## Task to complete:
Convert every line of the data below into a numbered list, skipping blank lines. Leave the pictures out of your answer.

## Pointing records for named objects:
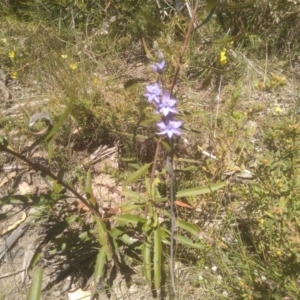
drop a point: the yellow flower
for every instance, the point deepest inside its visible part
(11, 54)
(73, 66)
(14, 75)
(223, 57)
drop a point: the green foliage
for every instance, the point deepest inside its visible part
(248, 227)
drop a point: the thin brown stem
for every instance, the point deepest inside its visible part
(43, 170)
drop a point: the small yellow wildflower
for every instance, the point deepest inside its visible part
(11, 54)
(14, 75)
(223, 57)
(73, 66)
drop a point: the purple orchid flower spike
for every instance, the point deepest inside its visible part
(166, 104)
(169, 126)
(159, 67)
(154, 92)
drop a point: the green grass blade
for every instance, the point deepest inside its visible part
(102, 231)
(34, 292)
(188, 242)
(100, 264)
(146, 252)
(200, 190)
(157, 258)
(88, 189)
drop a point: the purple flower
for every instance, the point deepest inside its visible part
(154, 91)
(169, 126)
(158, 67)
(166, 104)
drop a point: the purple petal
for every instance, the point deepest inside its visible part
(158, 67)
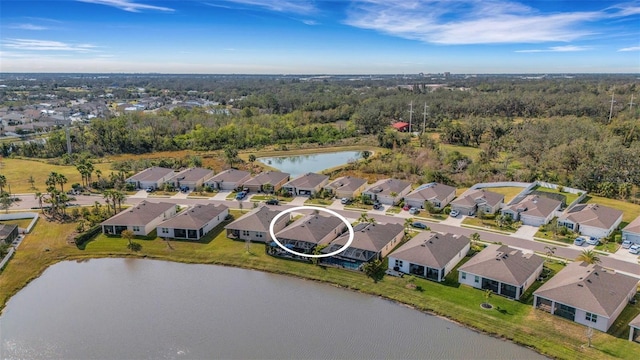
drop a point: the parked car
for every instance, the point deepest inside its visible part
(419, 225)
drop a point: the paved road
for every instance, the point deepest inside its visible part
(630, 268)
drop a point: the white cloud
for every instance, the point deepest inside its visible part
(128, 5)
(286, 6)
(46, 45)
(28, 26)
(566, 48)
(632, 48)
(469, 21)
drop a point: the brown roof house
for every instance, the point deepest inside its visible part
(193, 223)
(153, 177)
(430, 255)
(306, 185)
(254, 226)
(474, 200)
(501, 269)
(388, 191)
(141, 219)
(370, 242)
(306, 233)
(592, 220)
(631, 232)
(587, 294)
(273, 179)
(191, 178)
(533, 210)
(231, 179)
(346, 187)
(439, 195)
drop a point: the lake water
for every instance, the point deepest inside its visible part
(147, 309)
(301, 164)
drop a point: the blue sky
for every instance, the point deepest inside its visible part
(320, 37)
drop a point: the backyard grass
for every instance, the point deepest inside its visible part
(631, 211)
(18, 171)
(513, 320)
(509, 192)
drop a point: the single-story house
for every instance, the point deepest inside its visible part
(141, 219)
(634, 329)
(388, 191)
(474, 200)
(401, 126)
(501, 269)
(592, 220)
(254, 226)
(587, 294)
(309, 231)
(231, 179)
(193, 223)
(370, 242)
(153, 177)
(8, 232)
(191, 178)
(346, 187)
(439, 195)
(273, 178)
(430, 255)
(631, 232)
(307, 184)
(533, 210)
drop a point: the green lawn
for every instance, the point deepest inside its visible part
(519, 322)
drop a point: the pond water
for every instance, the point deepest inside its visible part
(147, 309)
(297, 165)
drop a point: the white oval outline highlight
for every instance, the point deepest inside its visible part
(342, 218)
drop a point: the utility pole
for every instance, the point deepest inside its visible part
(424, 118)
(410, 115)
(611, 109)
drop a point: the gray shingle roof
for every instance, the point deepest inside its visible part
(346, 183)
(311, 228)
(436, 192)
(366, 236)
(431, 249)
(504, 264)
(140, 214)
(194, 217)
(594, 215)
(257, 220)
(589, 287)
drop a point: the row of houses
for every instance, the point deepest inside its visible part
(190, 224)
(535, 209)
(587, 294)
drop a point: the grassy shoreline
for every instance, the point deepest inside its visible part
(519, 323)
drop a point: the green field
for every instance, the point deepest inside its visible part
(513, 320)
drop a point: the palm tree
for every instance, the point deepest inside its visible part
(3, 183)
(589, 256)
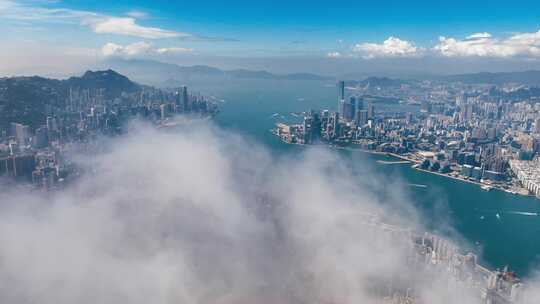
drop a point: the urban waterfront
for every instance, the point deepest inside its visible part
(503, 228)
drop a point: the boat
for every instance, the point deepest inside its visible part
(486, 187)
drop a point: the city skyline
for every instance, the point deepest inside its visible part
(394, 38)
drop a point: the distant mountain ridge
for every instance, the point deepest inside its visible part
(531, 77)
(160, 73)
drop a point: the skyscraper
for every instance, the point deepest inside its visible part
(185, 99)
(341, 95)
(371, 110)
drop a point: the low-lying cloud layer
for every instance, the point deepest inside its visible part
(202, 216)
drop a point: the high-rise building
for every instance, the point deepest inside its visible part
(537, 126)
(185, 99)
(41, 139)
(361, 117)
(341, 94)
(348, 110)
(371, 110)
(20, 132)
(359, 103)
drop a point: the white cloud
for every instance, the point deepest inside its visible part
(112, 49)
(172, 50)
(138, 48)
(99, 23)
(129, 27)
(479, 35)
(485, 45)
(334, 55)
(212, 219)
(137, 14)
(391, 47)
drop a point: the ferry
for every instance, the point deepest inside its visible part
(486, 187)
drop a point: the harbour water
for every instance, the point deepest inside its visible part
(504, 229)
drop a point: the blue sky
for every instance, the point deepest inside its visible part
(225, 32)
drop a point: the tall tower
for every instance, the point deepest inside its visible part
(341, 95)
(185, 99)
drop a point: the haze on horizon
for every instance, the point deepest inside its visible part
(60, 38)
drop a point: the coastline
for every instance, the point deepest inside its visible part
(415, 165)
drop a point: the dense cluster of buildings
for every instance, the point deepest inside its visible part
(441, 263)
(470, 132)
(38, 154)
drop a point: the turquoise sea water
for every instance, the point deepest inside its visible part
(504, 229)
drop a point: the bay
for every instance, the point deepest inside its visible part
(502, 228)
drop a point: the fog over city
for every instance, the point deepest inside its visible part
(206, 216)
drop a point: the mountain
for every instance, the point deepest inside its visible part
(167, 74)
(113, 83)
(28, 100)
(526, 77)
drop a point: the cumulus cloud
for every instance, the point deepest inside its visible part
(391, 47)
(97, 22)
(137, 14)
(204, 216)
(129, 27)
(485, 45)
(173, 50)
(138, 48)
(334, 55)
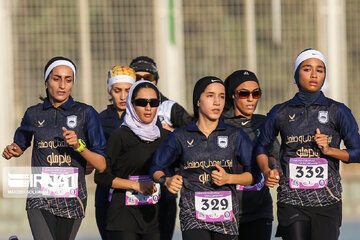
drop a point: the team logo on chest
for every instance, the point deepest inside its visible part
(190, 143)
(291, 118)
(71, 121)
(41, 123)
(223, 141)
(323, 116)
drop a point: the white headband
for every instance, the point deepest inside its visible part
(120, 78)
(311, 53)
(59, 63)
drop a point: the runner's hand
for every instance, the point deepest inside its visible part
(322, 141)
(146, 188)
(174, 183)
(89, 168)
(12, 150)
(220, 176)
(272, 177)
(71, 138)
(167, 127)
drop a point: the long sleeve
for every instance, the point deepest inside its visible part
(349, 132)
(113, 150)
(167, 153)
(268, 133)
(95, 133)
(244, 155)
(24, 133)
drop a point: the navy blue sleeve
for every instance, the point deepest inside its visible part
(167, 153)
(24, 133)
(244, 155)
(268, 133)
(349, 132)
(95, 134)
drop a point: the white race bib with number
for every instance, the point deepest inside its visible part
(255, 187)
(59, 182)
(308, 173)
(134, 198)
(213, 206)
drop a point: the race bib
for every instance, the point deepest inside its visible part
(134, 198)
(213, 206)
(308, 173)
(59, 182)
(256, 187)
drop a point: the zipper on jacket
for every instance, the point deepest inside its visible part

## Answer to this exercise:
1. drop a point: the yellow flower
2. for every instance, the point deepest inside its visible part
3. (11, 54)
4. (73, 66)
5. (14, 75)
6. (223, 57)
7. drop a point: the green foliage
8. for every instance, the point deepest inside its visible part
9. (248, 227)
10. drop a point: the thin brown stem
11. for every instance, the point deepest inside its visible part
12. (43, 170)
13. drop a point: the small yellow wildflower
14. for every instance, the point deepest inside its visible part
15. (11, 54)
16. (14, 75)
17. (223, 57)
18. (73, 66)
19. drop a point: the purple orchid flower spike
20. for every instance, the point deepest inside its visible part
21. (166, 104)
22. (169, 126)
23. (159, 67)
24. (154, 92)
25. drop a point: the green grass blade
26. for every instance, the point deepest inside its visible part
27. (102, 231)
28. (34, 292)
29. (188, 242)
30. (100, 264)
31. (146, 252)
32. (200, 190)
33. (157, 258)
34. (88, 189)
35. drop a point: the purple flower
36. for every instance, the point deepest inside its visible part
37. (154, 91)
38. (169, 126)
39. (158, 67)
40. (166, 104)
41. drop a point: the purple petal
42. for every instance, the point deepest inside its visible part
43. (158, 67)
44. drop a point: the parked car
45. for every instance, the point deepest inside its visible part
46. (419, 225)
47. drop a point: the paved road
48. for every instance, the point deepest inside its visible part
49. (630, 268)
50. drop a point: the white cloud
51. for every instance, the point deepest inside its visible part
52. (128, 5)
53. (286, 6)
54. (46, 45)
55. (28, 26)
56. (566, 48)
57. (632, 48)
58. (469, 21)
59. drop a point: the brown roof house
60. for every instance, the point deepest inside its visible part
61. (193, 223)
62. (153, 177)
63. (430, 255)
64. (306, 185)
65. (254, 226)
66. (474, 200)
67. (501, 269)
68. (388, 191)
69. (141, 219)
70. (370, 242)
71. (306, 233)
72. (592, 220)
73. (631, 232)
74. (587, 294)
75. (273, 179)
76. (191, 178)
77. (533, 210)
78. (231, 179)
79. (346, 187)
80. (439, 195)
81. drop a point: the lake water
82. for every instance, the point deepest inside its visible part
83. (147, 309)
84. (301, 164)
85. drop a point: the blue sky
86. for every instance, the point deepest inside its visible part
87. (320, 37)
88. drop a point: the backyard grass
89. for every instance, the point deepest inside its visible part
90. (631, 211)
91. (18, 171)
92. (513, 320)
93. (509, 192)
94. drop a point: the single-story house
95. for every instance, the point deepest inside its visible part
96. (141, 219)
97. (634, 329)
98. (388, 191)
99. (474, 200)
100. (401, 126)
101. (501, 269)
102. (592, 220)
103. (254, 226)
104. (587, 294)
105. (309, 231)
106. (231, 179)
107. (193, 223)
108. (370, 242)
109. (153, 177)
110. (8, 232)
111. (191, 178)
112. (346, 187)
113. (439, 195)
114. (273, 178)
115. (430, 255)
116. (631, 232)
117. (307, 184)
118. (533, 210)
119. drop a point: the green lawn
120. for every instance, the point deepest inside its visible part
121. (519, 322)
122. drop a point: the pond water
123. for every instance, the point deepest inside its visible part
124. (147, 309)
125. (297, 165)
126. drop a point: the white oval outline highlight
127. for every instance, the point deepest inside its visible part
128. (342, 218)
129. drop a point: the utility pole
130. for every instance, the point deepest inside its visible part
131. (424, 118)
132. (410, 115)
133. (611, 109)
134. drop a point: the gray shingle roof
135. for every instance, the point deepest inside its visible part
136. (346, 183)
137. (311, 228)
138. (436, 192)
139. (366, 236)
140. (431, 249)
141. (504, 264)
142. (140, 214)
143. (194, 217)
144. (594, 215)
145. (257, 220)
146. (589, 287)
147. drop a point: the row of houses
148. for every instance, the point deepest inside its visible part
149. (190, 224)
150. (535, 209)
151. (587, 294)
152. drop a point: the grassy shoreline
153. for every instance, the point deepest inside its visible part
154. (519, 323)
155. drop a point: the green field
156. for every instance, the point deepest inside its visible part
157. (513, 320)
158. drop a point: the palm tree
159. for every instance, the point deepest inside its visible part
160. (3, 183)
161. (589, 256)
162. drop a point: the urban waterfront
163. for every instance, the point deepest inside its visible part
164. (503, 228)
165. drop a point: the boat
166. for every instance, the point deepest inside its visible part
167. (486, 187)
168. drop a point: the city skyline
169. for every instance, the point deepest inside its visible part
170. (394, 38)
171. drop a point: the distant mountain ridge
172. for every instance, the point deepest inside its visible part
173. (531, 77)
174. (160, 73)
175. drop a point: the skyscraper
176. for every instance, the point deepest inside its visible part
177. (185, 99)
178. (341, 95)
179. (371, 110)
180. drop a point: the low-lying cloud layer
181. for every instance, the point deepest inside its visible part
182. (202, 216)
183. drop a point: the high-rise building
184. for every instance, the point deepest inside its visible part
185. (537, 126)
186. (185, 99)
187. (41, 139)
188. (361, 117)
189. (341, 94)
190. (348, 110)
191. (371, 110)
192. (20, 132)
193. (359, 103)
194. drop a point: the white cloud
195. for every instance, the point deepest inside its visible part
196. (112, 49)
197. (172, 50)
198. (138, 48)
199. (99, 23)
200. (129, 27)
201. (479, 35)
202. (485, 45)
203. (334, 55)
204. (212, 219)
205. (137, 14)
206. (391, 47)
207. drop a point: the ferry
208. for every instance, the point deepest inside its visible part
209. (486, 187)
210. drop a point: the harbour water
211. for every instance, the point deepest inside its visible part
212. (504, 229)
213. drop a point: the blue sky
214. for every instance, the point deepest inside its visible part
215. (225, 32)
216. drop a point: the tall tower
217. for every instance, the point deepest inside its visible part
218. (341, 95)
219. (185, 99)
220. drop a point: the haze on horizon
221. for every instance, the point deepest inside its visible part
222. (60, 38)
223. drop a point: the coastline
224. for every instance, the point deepest inside its visible part
225. (415, 165)
226. drop a point: the dense cluster of buildings
227. for every instance, the point deepest inside its visible part
228. (441, 263)
229. (470, 132)
230. (38, 154)
231. drop a point: the turquoise sea water
232. for every instance, the point deepest inside its visible part
233. (504, 229)
234. drop a point: the bay
235. for every instance, the point deepest inside its visible part
236. (502, 228)
237. drop a point: the fog over city
238. for every instance, the point deepest inside its visible part
239. (206, 216)
240. drop a point: the mountain
241. for every instance, the point deepest inside its visible part
242. (167, 74)
243. (113, 83)
244. (28, 100)
245. (526, 77)
246. drop a point: the cumulus cloud
247. for every instance, the point deepest inside its visible part
248. (391, 47)
249. (97, 22)
250. (137, 14)
251. (204, 216)
252. (129, 27)
253. (485, 45)
254. (173, 50)
255. (138, 48)
256. (334, 55)
257. drop a point: the team logo on chest
258. for every instance, the point deepest inside its visible part
259. (190, 143)
260. (291, 118)
261. (71, 121)
262. (41, 123)
263. (223, 141)
264. (323, 116)
265. drop a point: the white headband
266. for every instance, the point deepest inside its visible part
267. (120, 78)
268. (311, 53)
269. (59, 63)
270. drop a point: the runner's hand
271. for every instance, the point deepest inside its visible part
272. (322, 141)
273. (146, 188)
274. (174, 183)
275. (89, 168)
276. (12, 150)
277. (220, 176)
278. (272, 177)
279. (71, 138)
280. (167, 127)
281. drop a point: the long sleeve
282. for every instance, the point deepest inside its visible part
283. (349, 132)
284. (113, 150)
285. (167, 153)
286. (268, 133)
287. (95, 133)
288. (244, 155)
289. (24, 133)
290. drop a point: the navy blue sleeve
291. for every instance, the point deepest inside its visible part
292. (167, 153)
293. (24, 133)
294. (244, 155)
295. (268, 133)
296. (349, 132)
297. (95, 134)
298. drop a point: the white race bib with number
299. for every instance, the point deepest inside its visible part
300. (255, 187)
301. (59, 182)
302. (308, 173)
303. (134, 198)
304. (213, 206)
305. drop a point: the race bib
306. for every instance, the point deepest inside its visible part
307. (134, 198)
308. (213, 206)
309. (308, 173)
310. (59, 182)
311. (256, 187)
312. drop a point: the zipper on jacket
313. for every instance, the point deepest inside its visible part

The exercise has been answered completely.